## Problem description
Rewrite the listing from the line with "road. Reply like [272, 209, 424, 294]" through the line with "[313, 291, 354, 359]", putting "bystander" in place of "spectator" and keeping everything else unchanged. Omit the pictures from your answer.

Recorded data:
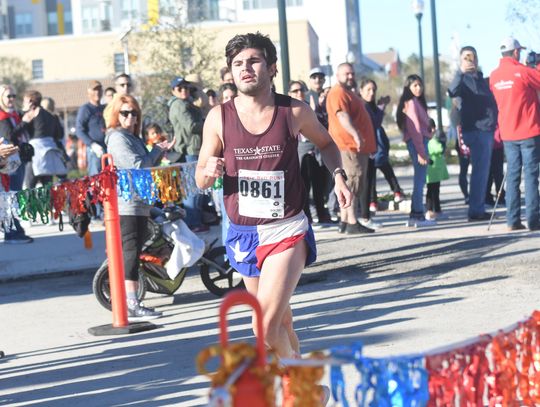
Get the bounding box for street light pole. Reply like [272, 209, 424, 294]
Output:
[278, 0, 291, 92]
[413, 0, 426, 82]
[431, 0, 444, 134]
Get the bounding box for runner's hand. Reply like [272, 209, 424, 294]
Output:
[334, 174, 352, 209]
[0, 137, 19, 159]
[418, 154, 428, 165]
[157, 137, 176, 151]
[204, 157, 225, 178]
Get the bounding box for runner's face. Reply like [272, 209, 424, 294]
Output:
[360, 82, 377, 102]
[2, 87, 15, 109]
[336, 65, 355, 88]
[231, 48, 276, 96]
[221, 89, 236, 103]
[409, 81, 424, 98]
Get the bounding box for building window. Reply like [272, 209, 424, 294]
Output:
[122, 0, 139, 20]
[114, 52, 126, 74]
[188, 0, 219, 22]
[64, 11, 73, 34]
[15, 13, 32, 37]
[32, 59, 43, 79]
[244, 0, 304, 10]
[47, 12, 58, 35]
[82, 6, 99, 32]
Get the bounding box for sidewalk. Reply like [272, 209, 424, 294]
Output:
[0, 165, 480, 282]
[0, 222, 221, 282]
[0, 222, 105, 281]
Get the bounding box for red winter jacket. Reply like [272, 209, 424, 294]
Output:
[489, 57, 540, 141]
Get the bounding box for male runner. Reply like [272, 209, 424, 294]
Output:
[195, 33, 351, 404]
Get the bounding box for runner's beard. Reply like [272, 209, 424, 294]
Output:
[238, 81, 263, 96]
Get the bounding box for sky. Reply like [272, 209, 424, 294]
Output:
[308, 0, 540, 75]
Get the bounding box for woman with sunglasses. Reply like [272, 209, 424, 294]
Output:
[289, 81, 330, 226]
[105, 95, 174, 322]
[0, 85, 34, 244]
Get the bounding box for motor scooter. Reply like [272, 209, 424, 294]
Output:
[92, 207, 244, 310]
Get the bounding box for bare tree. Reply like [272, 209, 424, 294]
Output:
[130, 9, 220, 132]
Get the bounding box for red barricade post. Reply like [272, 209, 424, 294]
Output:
[219, 290, 270, 407]
[88, 154, 157, 336]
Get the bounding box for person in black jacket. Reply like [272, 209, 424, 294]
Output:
[23, 90, 67, 188]
[448, 46, 498, 222]
[0, 85, 33, 244]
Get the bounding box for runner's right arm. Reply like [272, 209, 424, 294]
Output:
[195, 106, 225, 189]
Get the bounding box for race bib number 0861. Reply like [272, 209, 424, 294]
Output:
[238, 170, 285, 219]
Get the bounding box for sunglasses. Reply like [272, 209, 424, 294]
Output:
[119, 110, 137, 118]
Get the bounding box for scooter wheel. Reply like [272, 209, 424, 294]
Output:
[200, 246, 245, 297]
[92, 262, 146, 311]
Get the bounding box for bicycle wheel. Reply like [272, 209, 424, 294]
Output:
[200, 246, 245, 297]
[92, 261, 146, 311]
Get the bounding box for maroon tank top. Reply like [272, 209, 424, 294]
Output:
[221, 94, 306, 226]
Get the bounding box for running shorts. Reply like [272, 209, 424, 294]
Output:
[225, 211, 317, 277]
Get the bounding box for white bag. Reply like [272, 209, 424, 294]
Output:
[163, 219, 206, 280]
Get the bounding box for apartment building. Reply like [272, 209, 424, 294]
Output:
[0, 0, 382, 127]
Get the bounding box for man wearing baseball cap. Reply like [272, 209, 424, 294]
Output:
[75, 80, 106, 175]
[490, 37, 540, 231]
[168, 76, 208, 232]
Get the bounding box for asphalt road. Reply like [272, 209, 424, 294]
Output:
[0, 177, 540, 406]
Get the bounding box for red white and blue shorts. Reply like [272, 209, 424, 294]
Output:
[225, 211, 317, 277]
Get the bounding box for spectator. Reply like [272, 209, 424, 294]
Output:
[396, 75, 436, 227]
[186, 73, 210, 119]
[219, 83, 238, 103]
[289, 81, 330, 224]
[486, 128, 506, 206]
[448, 46, 497, 222]
[75, 80, 106, 176]
[360, 78, 403, 229]
[103, 87, 116, 105]
[205, 89, 219, 108]
[41, 97, 69, 181]
[0, 85, 34, 244]
[23, 90, 67, 188]
[426, 119, 449, 220]
[219, 66, 234, 85]
[326, 62, 376, 234]
[103, 73, 133, 126]
[168, 77, 208, 232]
[490, 37, 540, 230]
[0, 85, 34, 191]
[105, 95, 174, 322]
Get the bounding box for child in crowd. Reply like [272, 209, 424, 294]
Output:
[396, 75, 436, 227]
[426, 119, 449, 220]
[144, 123, 171, 166]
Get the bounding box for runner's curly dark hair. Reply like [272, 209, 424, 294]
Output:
[225, 31, 277, 74]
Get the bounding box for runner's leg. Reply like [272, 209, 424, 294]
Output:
[257, 242, 307, 358]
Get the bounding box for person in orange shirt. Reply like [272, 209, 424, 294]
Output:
[326, 62, 377, 235]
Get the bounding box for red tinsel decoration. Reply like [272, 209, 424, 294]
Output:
[426, 337, 490, 407]
[488, 311, 540, 407]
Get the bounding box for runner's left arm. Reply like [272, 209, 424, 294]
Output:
[195, 106, 225, 189]
[291, 99, 352, 208]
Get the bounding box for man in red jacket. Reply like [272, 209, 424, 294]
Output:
[490, 37, 540, 230]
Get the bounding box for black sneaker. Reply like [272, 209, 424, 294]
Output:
[128, 304, 163, 322]
[4, 234, 34, 244]
[469, 212, 491, 222]
[345, 223, 375, 235]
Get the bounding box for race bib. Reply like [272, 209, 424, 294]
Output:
[238, 170, 285, 219]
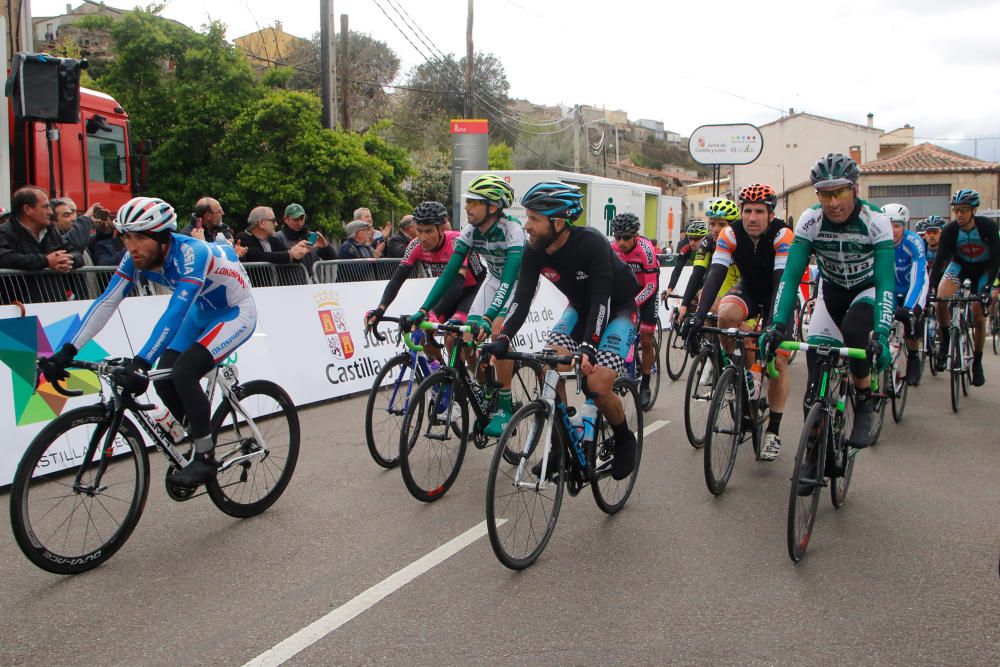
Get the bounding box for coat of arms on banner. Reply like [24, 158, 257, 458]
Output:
[313, 291, 354, 359]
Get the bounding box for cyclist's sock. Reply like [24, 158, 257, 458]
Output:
[767, 410, 784, 435]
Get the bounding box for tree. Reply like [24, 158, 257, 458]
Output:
[287, 30, 399, 129]
[217, 90, 410, 235]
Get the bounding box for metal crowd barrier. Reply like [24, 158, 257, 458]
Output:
[313, 258, 406, 283]
[243, 262, 312, 287]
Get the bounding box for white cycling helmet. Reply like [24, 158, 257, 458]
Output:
[882, 204, 910, 227]
[115, 197, 177, 234]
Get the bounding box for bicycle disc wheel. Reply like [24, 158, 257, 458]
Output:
[399, 370, 469, 503]
[205, 380, 300, 519]
[590, 378, 643, 514]
[704, 367, 743, 496]
[891, 352, 920, 424]
[830, 385, 858, 509]
[684, 348, 720, 449]
[486, 401, 566, 570]
[665, 327, 688, 381]
[787, 403, 828, 563]
[10, 405, 149, 574]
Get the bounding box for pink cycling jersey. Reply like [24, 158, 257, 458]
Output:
[402, 230, 477, 287]
[611, 236, 660, 306]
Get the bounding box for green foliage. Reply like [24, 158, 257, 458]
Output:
[489, 142, 514, 171]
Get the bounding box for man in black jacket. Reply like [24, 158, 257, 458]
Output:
[0, 185, 83, 303]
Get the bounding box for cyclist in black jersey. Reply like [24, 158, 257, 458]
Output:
[930, 190, 1000, 387]
[481, 181, 639, 480]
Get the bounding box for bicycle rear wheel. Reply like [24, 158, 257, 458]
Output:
[486, 401, 566, 570]
[666, 323, 688, 381]
[10, 405, 149, 574]
[205, 380, 300, 519]
[365, 352, 423, 468]
[590, 378, 643, 514]
[684, 347, 721, 449]
[787, 402, 828, 563]
[704, 366, 743, 496]
[399, 370, 469, 503]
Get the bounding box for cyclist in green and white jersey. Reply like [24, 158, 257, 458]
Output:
[410, 174, 525, 438]
[761, 153, 896, 449]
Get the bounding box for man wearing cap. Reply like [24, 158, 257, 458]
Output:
[273, 203, 337, 276]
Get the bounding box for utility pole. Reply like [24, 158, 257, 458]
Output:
[319, 0, 337, 130]
[340, 14, 351, 132]
[463, 0, 475, 118]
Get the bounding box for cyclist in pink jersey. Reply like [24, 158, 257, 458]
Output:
[611, 213, 660, 408]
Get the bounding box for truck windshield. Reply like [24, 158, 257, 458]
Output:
[87, 124, 127, 185]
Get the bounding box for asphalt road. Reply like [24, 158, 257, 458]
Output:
[0, 352, 1000, 665]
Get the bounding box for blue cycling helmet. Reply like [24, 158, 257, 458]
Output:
[951, 188, 979, 208]
[521, 181, 583, 222]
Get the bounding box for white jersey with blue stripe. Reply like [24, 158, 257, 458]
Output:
[896, 230, 928, 308]
[69, 234, 253, 364]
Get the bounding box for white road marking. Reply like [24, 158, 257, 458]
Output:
[243, 521, 486, 667]
[243, 419, 670, 667]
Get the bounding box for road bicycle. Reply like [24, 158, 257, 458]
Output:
[398, 322, 541, 502]
[701, 327, 769, 496]
[486, 350, 643, 570]
[767, 341, 879, 563]
[10, 359, 299, 574]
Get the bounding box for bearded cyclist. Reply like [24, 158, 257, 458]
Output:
[761, 153, 896, 462]
[691, 183, 794, 461]
[410, 174, 525, 438]
[365, 201, 484, 344]
[882, 204, 928, 385]
[41, 197, 257, 488]
[611, 213, 660, 409]
[931, 190, 1000, 387]
[483, 181, 639, 480]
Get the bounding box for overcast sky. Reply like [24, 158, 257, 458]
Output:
[32, 0, 1000, 160]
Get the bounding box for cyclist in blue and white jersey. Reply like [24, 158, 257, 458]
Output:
[931, 189, 1000, 387]
[882, 204, 929, 385]
[41, 197, 257, 488]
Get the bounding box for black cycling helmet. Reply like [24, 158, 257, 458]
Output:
[611, 213, 639, 236]
[809, 153, 861, 190]
[413, 201, 448, 225]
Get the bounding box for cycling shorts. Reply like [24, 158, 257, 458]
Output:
[167, 299, 257, 363]
[944, 262, 989, 292]
[545, 306, 636, 375]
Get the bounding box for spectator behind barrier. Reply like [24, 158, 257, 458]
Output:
[0, 185, 83, 302]
[274, 203, 337, 276]
[87, 211, 125, 266]
[181, 197, 233, 243]
[385, 215, 417, 258]
[236, 206, 312, 264]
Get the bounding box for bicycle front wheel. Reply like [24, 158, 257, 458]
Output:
[704, 367, 743, 496]
[684, 347, 721, 449]
[666, 326, 688, 380]
[399, 370, 469, 503]
[590, 378, 643, 514]
[486, 401, 566, 570]
[10, 405, 149, 574]
[205, 380, 300, 519]
[365, 352, 423, 468]
[787, 402, 829, 563]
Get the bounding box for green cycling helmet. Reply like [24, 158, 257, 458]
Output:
[463, 174, 514, 210]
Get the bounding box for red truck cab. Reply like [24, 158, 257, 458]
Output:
[8, 88, 138, 212]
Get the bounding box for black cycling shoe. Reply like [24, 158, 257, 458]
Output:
[170, 452, 219, 489]
[847, 399, 875, 449]
[611, 431, 635, 480]
[972, 358, 986, 387]
[906, 352, 921, 387]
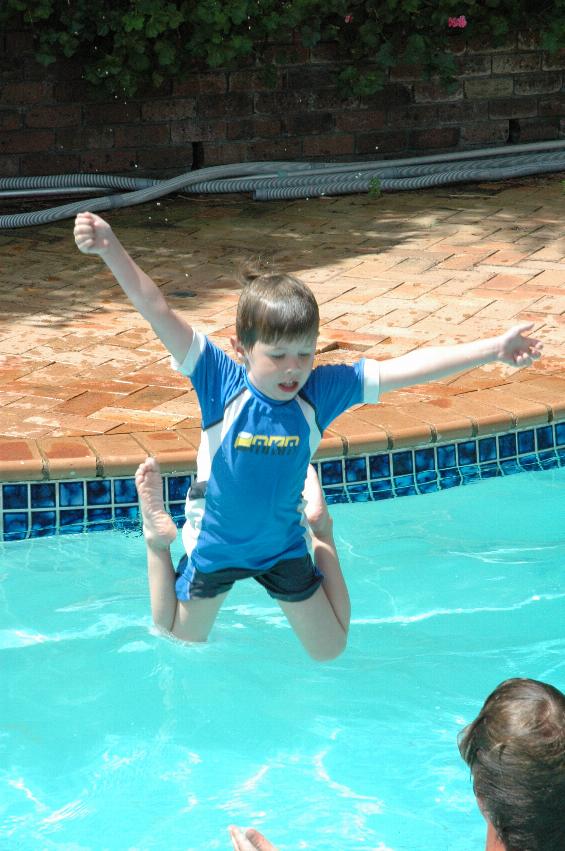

## Written answer
Get the bounding box for asphalt road. Reply like [272, 209, 424, 294]
Output:
[0, 177, 540, 406]
Get the bounding box for red white and blue shorts. Reply like [272, 209, 424, 294]
Output:
[225, 211, 317, 277]
Get the bounding box for bystander. Reply like [272, 209, 424, 294]
Output:
[396, 75, 436, 227]
[186, 73, 210, 119]
[219, 83, 238, 103]
[289, 81, 330, 224]
[486, 128, 506, 206]
[448, 46, 497, 222]
[75, 80, 106, 176]
[360, 78, 403, 229]
[103, 87, 116, 105]
[205, 89, 219, 108]
[41, 97, 69, 181]
[0, 85, 34, 244]
[23, 90, 67, 188]
[426, 119, 449, 220]
[219, 66, 234, 85]
[326, 62, 376, 234]
[103, 73, 133, 126]
[168, 77, 208, 232]
[490, 37, 540, 230]
[0, 85, 34, 191]
[105, 95, 174, 322]
Get the bounding box for child in crowd. Reply like [272, 209, 424, 294]
Output:
[396, 75, 436, 227]
[426, 119, 449, 220]
[144, 123, 171, 166]
Get the bounding box for runner's curly dark hair. Reply like [272, 209, 424, 294]
Output:
[225, 31, 277, 74]
Get the bounding box for runner's leg. Reply like [272, 209, 424, 294]
Output:
[257, 242, 307, 358]
Get the bounding box for person in orange shirt. Reply like [272, 209, 424, 294]
Output:
[326, 62, 377, 235]
Get the bounding box for red tinsel decoration. Reply like [272, 209, 424, 294]
Output:
[426, 337, 490, 407]
[488, 311, 540, 407]
Get the bounding box for runner's left arm. Reply like [272, 209, 424, 294]
Output:
[195, 106, 225, 189]
[291, 99, 352, 208]
Get the bounding box for man in red jacket. Reply like [272, 209, 424, 294]
Output:
[490, 37, 540, 230]
Get the bounding box for black sneaker. Reply like [272, 209, 424, 294]
Output:
[128, 304, 163, 322]
[4, 234, 34, 244]
[469, 212, 491, 222]
[345, 223, 375, 235]
Get the bounding box for race bib. Reply like [272, 209, 424, 294]
Output:
[238, 170, 285, 219]
Get the bounding box for coat of arms on banner. Reply like [24, 158, 257, 458]
Output:
[313, 291, 354, 359]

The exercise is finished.